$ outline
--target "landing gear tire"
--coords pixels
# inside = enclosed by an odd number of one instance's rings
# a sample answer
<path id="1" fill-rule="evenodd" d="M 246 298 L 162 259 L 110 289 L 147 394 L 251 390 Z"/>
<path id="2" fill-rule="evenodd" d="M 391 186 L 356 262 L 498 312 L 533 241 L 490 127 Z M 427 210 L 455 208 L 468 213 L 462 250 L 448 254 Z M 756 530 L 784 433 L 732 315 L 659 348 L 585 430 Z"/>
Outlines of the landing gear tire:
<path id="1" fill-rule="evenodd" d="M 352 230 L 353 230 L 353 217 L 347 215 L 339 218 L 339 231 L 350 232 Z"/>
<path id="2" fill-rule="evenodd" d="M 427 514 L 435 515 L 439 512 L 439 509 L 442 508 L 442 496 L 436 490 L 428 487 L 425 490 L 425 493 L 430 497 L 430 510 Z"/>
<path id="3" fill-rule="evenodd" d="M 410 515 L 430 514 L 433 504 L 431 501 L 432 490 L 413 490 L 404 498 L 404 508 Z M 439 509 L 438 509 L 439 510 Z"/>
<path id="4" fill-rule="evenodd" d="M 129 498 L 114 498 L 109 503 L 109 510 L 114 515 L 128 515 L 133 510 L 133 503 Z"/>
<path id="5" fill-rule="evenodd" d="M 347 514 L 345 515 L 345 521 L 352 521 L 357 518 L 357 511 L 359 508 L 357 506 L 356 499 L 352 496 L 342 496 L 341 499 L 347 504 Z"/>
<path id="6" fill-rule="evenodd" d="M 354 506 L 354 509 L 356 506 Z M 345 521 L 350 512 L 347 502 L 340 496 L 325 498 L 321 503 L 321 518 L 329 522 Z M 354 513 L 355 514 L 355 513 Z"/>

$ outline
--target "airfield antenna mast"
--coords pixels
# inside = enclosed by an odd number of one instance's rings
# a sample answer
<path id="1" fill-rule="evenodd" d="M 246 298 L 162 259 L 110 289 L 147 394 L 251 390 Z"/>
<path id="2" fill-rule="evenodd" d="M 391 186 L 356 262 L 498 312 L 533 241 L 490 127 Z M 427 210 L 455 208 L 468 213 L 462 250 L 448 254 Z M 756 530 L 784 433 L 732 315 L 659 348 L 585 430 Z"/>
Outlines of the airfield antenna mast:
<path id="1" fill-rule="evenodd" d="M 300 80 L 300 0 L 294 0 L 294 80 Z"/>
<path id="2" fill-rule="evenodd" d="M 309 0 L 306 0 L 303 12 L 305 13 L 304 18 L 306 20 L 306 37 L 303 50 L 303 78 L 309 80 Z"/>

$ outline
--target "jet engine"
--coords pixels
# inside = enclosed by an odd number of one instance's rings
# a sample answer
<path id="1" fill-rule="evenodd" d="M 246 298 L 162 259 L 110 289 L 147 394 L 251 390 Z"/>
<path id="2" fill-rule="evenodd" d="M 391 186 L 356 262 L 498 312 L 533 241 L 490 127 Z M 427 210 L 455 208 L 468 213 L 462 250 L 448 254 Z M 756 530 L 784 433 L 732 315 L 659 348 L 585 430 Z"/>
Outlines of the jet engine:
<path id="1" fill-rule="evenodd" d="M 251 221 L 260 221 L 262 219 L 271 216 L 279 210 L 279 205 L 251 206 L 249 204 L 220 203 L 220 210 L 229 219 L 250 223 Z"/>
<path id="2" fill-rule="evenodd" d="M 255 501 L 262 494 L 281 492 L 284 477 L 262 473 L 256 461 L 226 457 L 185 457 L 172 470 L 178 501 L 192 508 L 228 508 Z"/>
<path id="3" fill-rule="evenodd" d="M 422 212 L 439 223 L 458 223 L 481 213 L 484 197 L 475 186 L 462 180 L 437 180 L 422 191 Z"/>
____
_PROBLEM STATEMENT_
Write out all the lines above again, swapping "sample answer" for "worked example" everywhere it appears. Leave everything else the same.

_CORRECT OUTPUT_
$ outline
--target "landing gear tire"
--coords pixels
# inside = enclosed by an odd number of one instance's rings
# a worked example
<path id="1" fill-rule="evenodd" d="M 246 298 L 162 259 L 110 289 L 147 394 L 251 390 Z"/>
<path id="2" fill-rule="evenodd" d="M 391 186 L 356 262 L 498 312 L 533 241 L 490 127 Z M 427 210 L 455 208 L 468 213 L 462 250 L 448 254 Z M 756 530 L 784 433 L 732 315 L 659 348 L 585 430 Z"/>
Outlines of the landing gear tire:
<path id="1" fill-rule="evenodd" d="M 352 230 L 353 230 L 353 217 L 347 215 L 339 218 L 339 231 L 350 232 Z"/>
<path id="2" fill-rule="evenodd" d="M 427 514 L 435 515 L 439 512 L 439 509 L 442 508 L 442 496 L 436 490 L 428 487 L 425 490 L 425 493 L 430 497 L 430 510 Z"/>
<path id="3" fill-rule="evenodd" d="M 410 515 L 430 514 L 433 504 L 431 501 L 432 490 L 413 490 L 404 498 L 404 508 Z M 439 509 L 438 509 L 439 510 Z"/>
<path id="4" fill-rule="evenodd" d="M 129 498 L 114 498 L 109 503 L 109 510 L 114 515 L 128 515 L 133 510 L 133 503 Z"/>
<path id="5" fill-rule="evenodd" d="M 347 514 L 345 515 L 345 521 L 352 521 L 357 518 L 357 511 L 359 508 L 357 506 L 356 499 L 352 496 L 342 496 L 341 499 L 347 504 Z"/>
<path id="6" fill-rule="evenodd" d="M 354 506 L 354 509 L 356 506 Z M 345 521 L 350 512 L 347 502 L 340 496 L 325 498 L 321 503 L 321 518 L 329 522 Z M 354 513 L 355 514 L 355 513 Z"/>

$ outline
--target "airfield antenna mast"
--coords pixels
# inside = enclosed by an odd number of one instance's rings
# a worked example
<path id="1" fill-rule="evenodd" d="M 246 298 L 162 259 L 110 289 L 147 394 L 251 390 Z"/>
<path id="2" fill-rule="evenodd" d="M 391 186 L 356 262 L 498 312 L 533 241 L 490 127 Z M 427 210 L 455 208 L 468 213 L 462 250 L 448 254 Z M 756 530 L 784 433 L 732 315 L 659 348 L 585 430 Z"/>
Outlines of the airfield antenna mast:
<path id="1" fill-rule="evenodd" d="M 300 80 L 300 0 L 294 0 L 294 80 Z"/>
<path id="2" fill-rule="evenodd" d="M 309 0 L 306 0 L 303 12 L 305 13 L 304 18 L 306 20 L 306 37 L 303 50 L 303 78 L 309 80 Z"/>

$ outline
--target "jet engine"
--coords pixels
# inside = enclosed by an odd number of one instance's rings
# a worked example
<path id="1" fill-rule="evenodd" d="M 246 298 L 162 259 L 110 289 L 147 394 L 251 390 Z"/>
<path id="2" fill-rule="evenodd" d="M 391 186 L 356 262 L 498 312 L 533 241 L 490 127 Z M 427 210 L 455 208 L 468 213 L 462 250 L 448 254 Z M 756 530 L 784 433 L 732 315 L 659 348 L 585 430 Z"/>
Outlines of the jet engine:
<path id="1" fill-rule="evenodd" d="M 251 221 L 260 221 L 262 219 L 271 216 L 279 210 L 279 205 L 251 206 L 249 204 L 220 203 L 220 210 L 229 219 L 250 223 Z"/>
<path id="2" fill-rule="evenodd" d="M 255 501 L 262 494 L 281 492 L 284 477 L 262 473 L 256 461 L 226 457 L 185 457 L 172 470 L 178 501 L 192 508 L 228 508 Z"/>
<path id="3" fill-rule="evenodd" d="M 422 212 L 439 223 L 458 223 L 481 213 L 484 197 L 475 186 L 462 180 L 437 180 L 422 191 Z"/>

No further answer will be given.